## OBJECTIVES
• A. In the piece on the killing of Dr. George Tiller, what organization is Patrick J. Mahoney with?
• B. From the piece on the killing of Dr. George Tiller, extract the passage that opens with the words containing "But the truth" and closes with "of his message.".

Calling the killing of Dr. George Tiller by Scott Roeder a murder, many among the anti-abortion crowd seem to be trying to distance themselves from the act.
For instance, Patrick J. Mahoney of the Christian Defense Coalition says that “…It would be a double tragedy for those who oppose the pro-life movement to take this episode and use it to paint the pro-life movement with a broad brush of extremism and violence."
But the truth is that the killing is best thought of as a cold-blooded assassination meant to achieve a certain reaction, rather than a singular episode of a deranged man. It was a political assassination wrapped in (God’s) clothes fashioned by the anti-abortion movement.
Roeder is part of a broader milieu, in the political movement sense and undoubtedly within his own personal realm, that routinely calls as murderers both the doctors who perform abortions and the women who have them.
Most egregiously we have the likes of Bill O’Reilly, who for years has compared Dr. Tiller’s work to that of a Nazi. There’s a reason O’Reilly is so over the top about abortion—his audience has found him and he revels in their fervent, Christian warrior magnification of his message.
The response to this isn't about free speech, disgust with O'Reilly aside. The O'Reilly's of the world will always exist, and not just on the topic of abortion. Our job is to delegitimize O'Reilly through our own speech and through organizing, and to push the leaders of the anti-abortion crowd to do the same.
Bigger picture, instead of focusing on O'Reilly, et al, we need to take Roeder's killing of Tiller for what it really is--an act of domestic terrorism, meant to inspire fear among the broader populace. As in, “look what happens when you don’t agree with us.”

## PROVIDED MATERIAL
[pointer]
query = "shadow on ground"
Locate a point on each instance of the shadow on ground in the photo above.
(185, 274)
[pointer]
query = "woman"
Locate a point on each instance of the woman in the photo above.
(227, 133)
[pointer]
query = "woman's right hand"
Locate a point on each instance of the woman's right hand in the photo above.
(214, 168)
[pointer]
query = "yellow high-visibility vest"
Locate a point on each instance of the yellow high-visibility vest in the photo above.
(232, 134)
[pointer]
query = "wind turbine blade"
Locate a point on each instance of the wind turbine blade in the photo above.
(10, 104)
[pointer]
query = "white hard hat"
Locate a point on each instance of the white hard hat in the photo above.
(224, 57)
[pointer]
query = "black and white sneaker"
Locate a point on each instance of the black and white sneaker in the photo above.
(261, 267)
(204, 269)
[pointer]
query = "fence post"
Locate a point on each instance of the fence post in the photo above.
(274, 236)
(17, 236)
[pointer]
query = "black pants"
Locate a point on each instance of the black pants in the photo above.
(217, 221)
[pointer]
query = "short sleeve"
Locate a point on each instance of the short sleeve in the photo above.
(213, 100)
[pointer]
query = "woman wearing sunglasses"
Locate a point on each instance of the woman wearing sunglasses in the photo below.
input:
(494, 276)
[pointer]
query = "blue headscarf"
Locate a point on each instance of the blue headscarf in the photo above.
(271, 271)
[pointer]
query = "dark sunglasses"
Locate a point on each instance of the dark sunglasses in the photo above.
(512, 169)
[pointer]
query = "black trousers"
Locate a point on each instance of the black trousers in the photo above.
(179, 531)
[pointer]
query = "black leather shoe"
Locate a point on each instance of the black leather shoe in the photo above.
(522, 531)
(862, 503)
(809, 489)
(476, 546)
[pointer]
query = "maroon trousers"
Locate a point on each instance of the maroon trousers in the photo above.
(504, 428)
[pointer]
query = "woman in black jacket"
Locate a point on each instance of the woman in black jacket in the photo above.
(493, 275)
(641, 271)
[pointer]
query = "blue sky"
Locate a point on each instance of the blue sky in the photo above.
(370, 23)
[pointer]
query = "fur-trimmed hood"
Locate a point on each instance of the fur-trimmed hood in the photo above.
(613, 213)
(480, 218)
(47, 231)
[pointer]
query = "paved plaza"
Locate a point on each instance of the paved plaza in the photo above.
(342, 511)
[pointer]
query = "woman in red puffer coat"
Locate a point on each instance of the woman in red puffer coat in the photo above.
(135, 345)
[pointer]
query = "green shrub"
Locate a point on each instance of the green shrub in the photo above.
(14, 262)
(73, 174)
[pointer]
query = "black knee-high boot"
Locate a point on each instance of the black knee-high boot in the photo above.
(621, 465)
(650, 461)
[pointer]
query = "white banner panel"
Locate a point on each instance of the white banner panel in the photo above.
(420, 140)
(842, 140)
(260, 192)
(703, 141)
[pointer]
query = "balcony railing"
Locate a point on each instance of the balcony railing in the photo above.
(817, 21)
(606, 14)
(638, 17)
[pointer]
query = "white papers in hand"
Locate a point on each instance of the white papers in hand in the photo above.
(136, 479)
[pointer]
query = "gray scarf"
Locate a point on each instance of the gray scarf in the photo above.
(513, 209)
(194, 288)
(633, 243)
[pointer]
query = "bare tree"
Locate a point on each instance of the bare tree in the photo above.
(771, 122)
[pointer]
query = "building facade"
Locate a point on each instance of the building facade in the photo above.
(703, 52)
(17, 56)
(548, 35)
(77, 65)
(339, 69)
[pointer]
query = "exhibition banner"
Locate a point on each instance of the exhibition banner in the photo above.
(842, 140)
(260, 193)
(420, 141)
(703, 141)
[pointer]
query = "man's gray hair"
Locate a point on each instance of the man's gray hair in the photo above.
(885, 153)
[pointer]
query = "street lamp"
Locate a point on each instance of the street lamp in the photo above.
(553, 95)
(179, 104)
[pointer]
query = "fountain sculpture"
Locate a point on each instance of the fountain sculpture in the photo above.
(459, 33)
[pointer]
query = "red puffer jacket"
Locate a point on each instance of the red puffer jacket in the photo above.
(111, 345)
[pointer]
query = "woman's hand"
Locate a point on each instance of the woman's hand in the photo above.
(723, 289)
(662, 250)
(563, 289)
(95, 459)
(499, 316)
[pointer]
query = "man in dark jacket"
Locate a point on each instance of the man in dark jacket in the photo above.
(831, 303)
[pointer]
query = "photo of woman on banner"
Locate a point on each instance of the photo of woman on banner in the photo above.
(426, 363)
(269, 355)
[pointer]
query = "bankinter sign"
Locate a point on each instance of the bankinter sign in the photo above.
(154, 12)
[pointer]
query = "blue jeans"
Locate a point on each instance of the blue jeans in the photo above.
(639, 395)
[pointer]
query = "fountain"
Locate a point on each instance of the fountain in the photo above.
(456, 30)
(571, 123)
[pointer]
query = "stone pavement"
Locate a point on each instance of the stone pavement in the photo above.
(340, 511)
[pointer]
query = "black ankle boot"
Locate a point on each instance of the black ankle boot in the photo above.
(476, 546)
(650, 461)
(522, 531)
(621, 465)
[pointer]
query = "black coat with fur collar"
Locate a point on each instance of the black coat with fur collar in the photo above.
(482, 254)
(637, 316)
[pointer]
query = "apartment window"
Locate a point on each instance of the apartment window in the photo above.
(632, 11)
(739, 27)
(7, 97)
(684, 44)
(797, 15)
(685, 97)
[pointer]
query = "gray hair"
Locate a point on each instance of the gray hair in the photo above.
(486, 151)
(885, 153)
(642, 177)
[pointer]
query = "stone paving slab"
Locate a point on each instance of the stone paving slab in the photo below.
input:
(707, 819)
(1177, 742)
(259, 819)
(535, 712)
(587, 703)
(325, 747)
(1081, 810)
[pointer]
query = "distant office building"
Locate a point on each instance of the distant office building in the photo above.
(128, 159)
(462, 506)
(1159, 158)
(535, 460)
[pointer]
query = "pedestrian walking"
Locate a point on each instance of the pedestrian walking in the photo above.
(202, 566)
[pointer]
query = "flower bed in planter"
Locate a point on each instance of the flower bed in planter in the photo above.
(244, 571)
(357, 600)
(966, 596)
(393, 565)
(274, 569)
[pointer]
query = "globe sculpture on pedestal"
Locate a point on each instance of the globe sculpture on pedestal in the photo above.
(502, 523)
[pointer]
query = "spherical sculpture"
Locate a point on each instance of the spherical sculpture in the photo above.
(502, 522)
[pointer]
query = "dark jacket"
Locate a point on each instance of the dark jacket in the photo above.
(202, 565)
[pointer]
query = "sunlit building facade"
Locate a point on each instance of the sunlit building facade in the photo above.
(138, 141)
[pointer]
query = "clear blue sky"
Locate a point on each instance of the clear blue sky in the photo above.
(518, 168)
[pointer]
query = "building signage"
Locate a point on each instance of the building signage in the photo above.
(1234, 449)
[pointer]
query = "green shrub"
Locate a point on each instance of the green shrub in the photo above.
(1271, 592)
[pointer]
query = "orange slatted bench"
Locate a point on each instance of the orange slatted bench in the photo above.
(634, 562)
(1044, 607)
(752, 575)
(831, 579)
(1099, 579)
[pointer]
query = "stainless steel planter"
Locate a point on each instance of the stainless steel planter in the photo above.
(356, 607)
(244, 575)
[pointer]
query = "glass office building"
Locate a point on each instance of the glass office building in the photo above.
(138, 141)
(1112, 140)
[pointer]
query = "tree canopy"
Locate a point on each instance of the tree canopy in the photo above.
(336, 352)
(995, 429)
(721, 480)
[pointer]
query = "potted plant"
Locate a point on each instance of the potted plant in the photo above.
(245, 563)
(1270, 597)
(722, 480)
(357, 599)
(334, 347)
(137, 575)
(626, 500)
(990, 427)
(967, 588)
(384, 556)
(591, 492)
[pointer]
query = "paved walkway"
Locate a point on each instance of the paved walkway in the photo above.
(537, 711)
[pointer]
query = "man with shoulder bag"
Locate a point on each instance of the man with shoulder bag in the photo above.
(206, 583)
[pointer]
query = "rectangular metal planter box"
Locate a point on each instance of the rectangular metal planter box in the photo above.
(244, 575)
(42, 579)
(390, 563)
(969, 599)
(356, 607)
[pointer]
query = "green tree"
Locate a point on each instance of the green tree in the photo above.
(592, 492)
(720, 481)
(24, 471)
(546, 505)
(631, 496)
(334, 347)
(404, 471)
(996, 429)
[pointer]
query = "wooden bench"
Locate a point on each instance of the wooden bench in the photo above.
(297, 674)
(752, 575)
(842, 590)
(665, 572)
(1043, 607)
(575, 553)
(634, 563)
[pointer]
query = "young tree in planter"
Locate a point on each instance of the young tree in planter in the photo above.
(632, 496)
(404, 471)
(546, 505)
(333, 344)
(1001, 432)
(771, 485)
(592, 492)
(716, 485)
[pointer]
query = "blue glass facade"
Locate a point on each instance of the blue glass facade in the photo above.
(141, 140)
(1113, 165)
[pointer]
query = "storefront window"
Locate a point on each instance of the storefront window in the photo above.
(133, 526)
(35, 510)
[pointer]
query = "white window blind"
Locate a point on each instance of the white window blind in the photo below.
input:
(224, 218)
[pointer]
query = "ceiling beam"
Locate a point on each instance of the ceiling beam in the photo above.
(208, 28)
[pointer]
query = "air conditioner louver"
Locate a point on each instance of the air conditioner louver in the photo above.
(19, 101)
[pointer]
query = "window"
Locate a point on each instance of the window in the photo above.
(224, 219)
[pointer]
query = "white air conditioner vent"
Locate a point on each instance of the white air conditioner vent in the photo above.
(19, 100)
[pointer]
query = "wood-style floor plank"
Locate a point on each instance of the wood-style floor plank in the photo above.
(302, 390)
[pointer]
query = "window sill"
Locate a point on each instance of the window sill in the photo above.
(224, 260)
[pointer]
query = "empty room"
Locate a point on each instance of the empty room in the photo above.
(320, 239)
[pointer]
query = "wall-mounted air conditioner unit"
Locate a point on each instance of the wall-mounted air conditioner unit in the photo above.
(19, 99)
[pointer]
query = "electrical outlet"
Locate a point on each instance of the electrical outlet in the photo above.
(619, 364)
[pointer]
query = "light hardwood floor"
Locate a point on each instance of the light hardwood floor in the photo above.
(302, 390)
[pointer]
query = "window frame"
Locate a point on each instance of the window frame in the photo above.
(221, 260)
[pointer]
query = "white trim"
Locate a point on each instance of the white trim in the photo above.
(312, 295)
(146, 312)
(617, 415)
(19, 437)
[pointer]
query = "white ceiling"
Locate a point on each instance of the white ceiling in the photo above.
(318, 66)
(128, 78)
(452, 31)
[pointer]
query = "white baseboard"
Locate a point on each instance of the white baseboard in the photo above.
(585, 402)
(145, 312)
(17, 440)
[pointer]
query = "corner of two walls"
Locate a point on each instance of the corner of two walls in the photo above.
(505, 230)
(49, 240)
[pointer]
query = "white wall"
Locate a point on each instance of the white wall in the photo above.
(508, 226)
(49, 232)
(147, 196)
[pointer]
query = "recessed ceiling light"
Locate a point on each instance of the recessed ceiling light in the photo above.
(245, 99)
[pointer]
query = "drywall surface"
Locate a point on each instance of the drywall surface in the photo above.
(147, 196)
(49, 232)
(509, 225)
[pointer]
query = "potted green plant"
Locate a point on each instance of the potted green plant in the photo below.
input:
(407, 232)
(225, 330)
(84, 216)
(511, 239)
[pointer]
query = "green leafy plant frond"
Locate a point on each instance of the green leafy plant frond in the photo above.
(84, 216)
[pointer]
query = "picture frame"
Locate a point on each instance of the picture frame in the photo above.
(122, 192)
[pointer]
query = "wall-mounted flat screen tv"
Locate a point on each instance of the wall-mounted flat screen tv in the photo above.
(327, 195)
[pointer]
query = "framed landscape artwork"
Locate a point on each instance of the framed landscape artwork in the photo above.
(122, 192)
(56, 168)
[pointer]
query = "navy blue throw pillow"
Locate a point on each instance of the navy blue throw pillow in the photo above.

## ANSWERS TO THE EXERCISES
• A. The Christian Defense Coalition.

• B.
But the truth is that the killing is best thought of as a cold-blooded assassination meant to achieve a certain reaction, rather than a singular episode of a deranged man. It was a political assassination wrapped in (God’s) clothes fashioned by the anti-abortion movement.
Roeder is part of a broader milieu, in the political movement sense and undoubtedly within his own personal realm, that routinely calls as murderers both the doctors who perform abortions and the women who have them.
Most egregiously we have the likes of Bill O’Reilly, who for years has compared Dr. Tiller’s work to that of a Nazi. There’s a reason O’Reilly is so over the top about abortion—his audience has found him and he revels in their fervent, Christian warrior magnification of his message.